| What the task asks |
Express every line of the rows below as a Markdown table with two columns, "Line No." and "Content", numbering the lines in order. Leave out any blank lines.

| Input |

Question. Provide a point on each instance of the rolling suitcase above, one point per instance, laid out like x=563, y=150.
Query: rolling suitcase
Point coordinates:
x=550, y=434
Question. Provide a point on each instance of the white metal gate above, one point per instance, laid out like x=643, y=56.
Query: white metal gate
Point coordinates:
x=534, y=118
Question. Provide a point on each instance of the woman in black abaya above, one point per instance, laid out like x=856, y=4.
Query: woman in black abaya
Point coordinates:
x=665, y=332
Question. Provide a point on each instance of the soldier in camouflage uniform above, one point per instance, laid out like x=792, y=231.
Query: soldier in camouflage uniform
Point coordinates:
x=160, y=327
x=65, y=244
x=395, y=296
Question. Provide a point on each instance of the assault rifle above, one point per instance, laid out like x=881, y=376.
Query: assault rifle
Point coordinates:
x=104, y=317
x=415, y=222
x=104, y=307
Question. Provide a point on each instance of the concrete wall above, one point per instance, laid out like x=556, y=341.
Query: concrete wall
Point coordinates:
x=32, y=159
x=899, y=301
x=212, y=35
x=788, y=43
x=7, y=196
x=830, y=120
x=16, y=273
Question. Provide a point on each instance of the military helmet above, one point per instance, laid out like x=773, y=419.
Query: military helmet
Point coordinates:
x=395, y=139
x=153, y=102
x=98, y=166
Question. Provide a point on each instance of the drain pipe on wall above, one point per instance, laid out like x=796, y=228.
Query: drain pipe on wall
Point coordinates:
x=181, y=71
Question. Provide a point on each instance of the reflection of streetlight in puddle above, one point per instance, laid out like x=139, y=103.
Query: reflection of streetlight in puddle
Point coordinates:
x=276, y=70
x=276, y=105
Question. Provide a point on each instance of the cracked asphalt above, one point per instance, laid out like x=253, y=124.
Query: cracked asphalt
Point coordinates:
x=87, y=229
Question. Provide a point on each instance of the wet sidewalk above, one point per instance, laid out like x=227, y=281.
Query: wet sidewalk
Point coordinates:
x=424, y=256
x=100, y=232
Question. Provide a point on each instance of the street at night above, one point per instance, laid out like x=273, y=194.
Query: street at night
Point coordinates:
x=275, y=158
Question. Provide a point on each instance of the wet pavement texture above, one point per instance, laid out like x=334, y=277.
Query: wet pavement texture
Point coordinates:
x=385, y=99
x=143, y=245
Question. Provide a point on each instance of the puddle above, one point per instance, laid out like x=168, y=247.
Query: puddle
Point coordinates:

| Written solution |
| Line No. | Content |
|---|---|
| 1 | Question. Provide a point on each instance of the rolling suitcase above, one point per instance, laid out like x=563, y=150. |
| 2 | Query: rolling suitcase |
| 3 | Point coordinates: |
| 4 | x=550, y=434 |
| 5 | Question. Provide a point on each instance of the white metal gate above, one point per instance, laid out like x=643, y=56. |
| 6 | Query: white metal gate |
| 7 | Point coordinates: |
| 8 | x=534, y=118 |
| 9 | Question. Provide a point on each instance of the woman in black abaya above, one point per instance, laid out like x=856, y=4. |
| 10 | Query: woman in black abaya |
| 11 | Point coordinates: |
| 12 | x=665, y=332 |
| 13 | Question. Provide a point on each instance of the soldier in camouflage uniform above, one point per instance, laid out like x=792, y=231. |
| 14 | Query: soldier in camouflage uniform |
| 15 | Point coordinates: |
| 16 | x=160, y=327 |
| 17 | x=65, y=244 |
| 18 | x=395, y=296 |
| 19 | Question. Provide a point on each instance of the assault rifle above, one point per instance, laid out like x=881, y=376. |
| 20 | Query: assault rifle |
| 21 | Point coordinates: |
| 22 | x=104, y=317 |
| 23 | x=415, y=222 |
| 24 | x=104, y=307 |
| 25 | Question. Provide a point on each instance of the concrete wall above, one point per instance, laid out like x=556, y=341. |
| 26 | Query: concrete wall |
| 27 | Point coordinates: |
| 28 | x=32, y=159 |
| 29 | x=899, y=301 |
| 30 | x=212, y=35 |
| 31 | x=788, y=43 |
| 32 | x=7, y=196 |
| 33 | x=830, y=120 |
| 34 | x=16, y=273 |
| 35 | Question. Provide a point on each instance of the military helmet above, one point per instance, laid out like x=773, y=419. |
| 36 | Query: military helmet |
| 37 | Point coordinates: |
| 38 | x=395, y=139 |
| 39 | x=153, y=102 |
| 40 | x=98, y=166 |
| 41 | Question. Provide a point on each instance of the drain pipe on wall above, one point per instance, laid out like x=796, y=228. |
| 42 | Query: drain pipe on wall |
| 43 | Point coordinates: |
| 44 | x=181, y=71 |
| 45 | Question. Provide a point on each instance of the reflection of streetlight in puddle above, one point per instance, laid out like x=139, y=103. |
| 46 | Query: reflection of streetlight in puddle |
| 47 | Point coordinates: |
| 48 | x=276, y=70 |
| 49 | x=276, y=105 |
| 50 | Question. Provide a point on each instance of the cracked asphalt above, one point per instance, laid out like x=253, y=124. |
| 51 | Query: cracked asphalt |
| 52 | Point coordinates: |
| 53 | x=87, y=229 |
| 54 | Question. Provide a point on each instance of the wet sidewalk above, one point per instance, laid out like x=227, y=281. |
| 55 | Query: wet sidewalk |
| 56 | Point coordinates: |
| 57 | x=424, y=256 |
| 58 | x=100, y=232 |
| 59 | Question. Provide a point on each instance of the street at night above, one point per instance, laid out like x=273, y=194. |
| 60 | Query: street at night |
| 61 | Point coordinates: |
| 62 | x=275, y=158 |
| 63 | Question. Provide a point on each instance of the wet pavement texture above, one point per instance, laid out like x=334, y=277. |
| 64 | Query: wet pavement texture |
| 65 | Point coordinates: |
| 66 | x=385, y=99 |
| 67 | x=143, y=245 |
| 68 | Question. Provide a point on each instance of the puddle above, one point per instance, laid out like x=168, y=247. |
| 69 | Query: puddle |
| 70 | Point coordinates: |